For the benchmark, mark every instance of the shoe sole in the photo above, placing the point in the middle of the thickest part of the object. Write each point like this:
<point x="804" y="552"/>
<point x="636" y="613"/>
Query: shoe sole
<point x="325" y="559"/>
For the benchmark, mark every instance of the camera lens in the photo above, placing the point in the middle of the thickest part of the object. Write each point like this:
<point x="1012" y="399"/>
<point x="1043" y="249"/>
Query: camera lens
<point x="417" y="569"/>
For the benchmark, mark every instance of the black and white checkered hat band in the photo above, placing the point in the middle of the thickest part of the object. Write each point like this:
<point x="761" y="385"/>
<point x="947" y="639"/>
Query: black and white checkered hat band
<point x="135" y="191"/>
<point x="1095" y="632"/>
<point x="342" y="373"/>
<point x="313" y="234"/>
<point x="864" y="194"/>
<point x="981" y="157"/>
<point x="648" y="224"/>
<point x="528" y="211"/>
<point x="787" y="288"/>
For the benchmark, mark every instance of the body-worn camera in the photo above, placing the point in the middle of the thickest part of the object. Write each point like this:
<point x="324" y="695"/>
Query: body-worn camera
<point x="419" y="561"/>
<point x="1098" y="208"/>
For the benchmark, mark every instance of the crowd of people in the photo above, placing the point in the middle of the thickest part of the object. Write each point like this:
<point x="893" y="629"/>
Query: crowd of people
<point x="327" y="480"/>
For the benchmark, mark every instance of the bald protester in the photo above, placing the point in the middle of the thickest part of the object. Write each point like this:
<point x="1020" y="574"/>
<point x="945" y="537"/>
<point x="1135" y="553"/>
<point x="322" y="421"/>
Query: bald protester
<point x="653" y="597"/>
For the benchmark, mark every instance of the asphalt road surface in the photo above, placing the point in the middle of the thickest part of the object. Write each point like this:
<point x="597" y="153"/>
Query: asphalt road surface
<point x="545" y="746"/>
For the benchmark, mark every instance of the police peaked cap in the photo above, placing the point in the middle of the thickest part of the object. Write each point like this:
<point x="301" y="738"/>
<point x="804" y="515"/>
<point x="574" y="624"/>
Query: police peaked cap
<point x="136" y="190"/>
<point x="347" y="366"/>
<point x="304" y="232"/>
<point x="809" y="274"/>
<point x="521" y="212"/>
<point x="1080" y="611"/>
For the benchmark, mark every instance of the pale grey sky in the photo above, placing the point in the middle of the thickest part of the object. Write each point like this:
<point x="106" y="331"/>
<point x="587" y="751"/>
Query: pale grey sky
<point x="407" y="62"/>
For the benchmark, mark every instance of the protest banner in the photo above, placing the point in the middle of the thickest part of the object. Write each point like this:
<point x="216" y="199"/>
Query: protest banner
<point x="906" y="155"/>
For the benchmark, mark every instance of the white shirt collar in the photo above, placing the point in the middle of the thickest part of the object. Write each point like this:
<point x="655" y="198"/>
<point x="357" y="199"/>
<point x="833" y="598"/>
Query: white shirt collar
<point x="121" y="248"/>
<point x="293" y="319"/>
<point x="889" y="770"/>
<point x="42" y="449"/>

Task to complete: Output every record above exactly as it appears.

Result below:
For the benchmark, mark every instance of the shoe sole in the photo above, placing the point in the middle of the thickest part of the object. Write each point like this:
<point x="804" y="552"/>
<point x="636" y="613"/>
Query: shoe sole
<point x="325" y="559"/>
For the benchmark, mark every instance of the camera lens in the photo above, placing the point in the middle of the thickest part of the object. Write each point like this:
<point x="1012" y="399"/>
<point x="1043" y="249"/>
Query: camera lens
<point x="417" y="569"/>
For the benchmark, mark every instance of the black and white checkered hat band in the photo above, placing the point in the middle of the thickest part of the object. Write each point like this:
<point x="761" y="385"/>
<point x="947" y="639"/>
Query: black and white checkered hat band
<point x="135" y="191"/>
<point x="1095" y="632"/>
<point x="342" y="373"/>
<point x="313" y="234"/>
<point x="864" y="194"/>
<point x="981" y="157"/>
<point x="648" y="224"/>
<point x="528" y="211"/>
<point x="787" y="288"/>
For the benchmark, mark every instance of the body-worn camera in the photo above, placing the point in the middle of the thickest part of the object. Write each point like this:
<point x="324" y="695"/>
Query: body-worn camera
<point x="419" y="561"/>
<point x="1098" y="208"/>
For the benchmark, mark every instance of the crowd of people in the photo above, placing the point in the middle of the thickest part of the object. Write each point like this:
<point x="893" y="629"/>
Query: crowd of people
<point x="327" y="480"/>
For the benchmark, mark every instance of the bald protester in the photo above, placing the point in the middle of the thickest part of the object. Write each point like this:
<point x="1020" y="574"/>
<point x="945" y="537"/>
<point x="1135" y="553"/>
<point x="322" y="421"/>
Query: bald protester
<point x="653" y="597"/>
For the benchmark, mark every instance of the asphalt road surface in the photo above, placing the point in the middle of the thickest part of the object. Write each point like this:
<point x="597" y="153"/>
Query: asphalt road surface
<point x="545" y="746"/>
For the benchmark, mark every instance of the police peaked cap in the photo above, placing the point in the middle of the thickest part of the object. Write each point like this:
<point x="301" y="738"/>
<point x="804" y="515"/>
<point x="574" y="624"/>
Query: police peaked cap
<point x="136" y="190"/>
<point x="347" y="366"/>
<point x="304" y="232"/>
<point x="809" y="274"/>
<point x="521" y="212"/>
<point x="1080" y="611"/>
For the benchmark, mark every instance of the pale grey sky in the photo above, placing the point in the middle of the thickest part of the object. Write each point like this:
<point x="106" y="331"/>
<point x="587" y="751"/>
Query: pale grey sky
<point x="407" y="62"/>
For the benchmark, mark every instance of the protest banner in the photo above, placing the point in the middle of the thickest part of the object. Write each point like this:
<point x="216" y="199"/>
Query: protest banner
<point x="906" y="155"/>
For the benchmark, mark every instance of the white shirt collar in the photo above, placing the point in the middle of the thickest part of the object. Write each point like this:
<point x="655" y="198"/>
<point x="357" y="199"/>
<point x="833" y="598"/>
Query: white shirt collar
<point x="121" y="248"/>
<point x="293" y="319"/>
<point x="889" y="770"/>
<point x="42" y="449"/>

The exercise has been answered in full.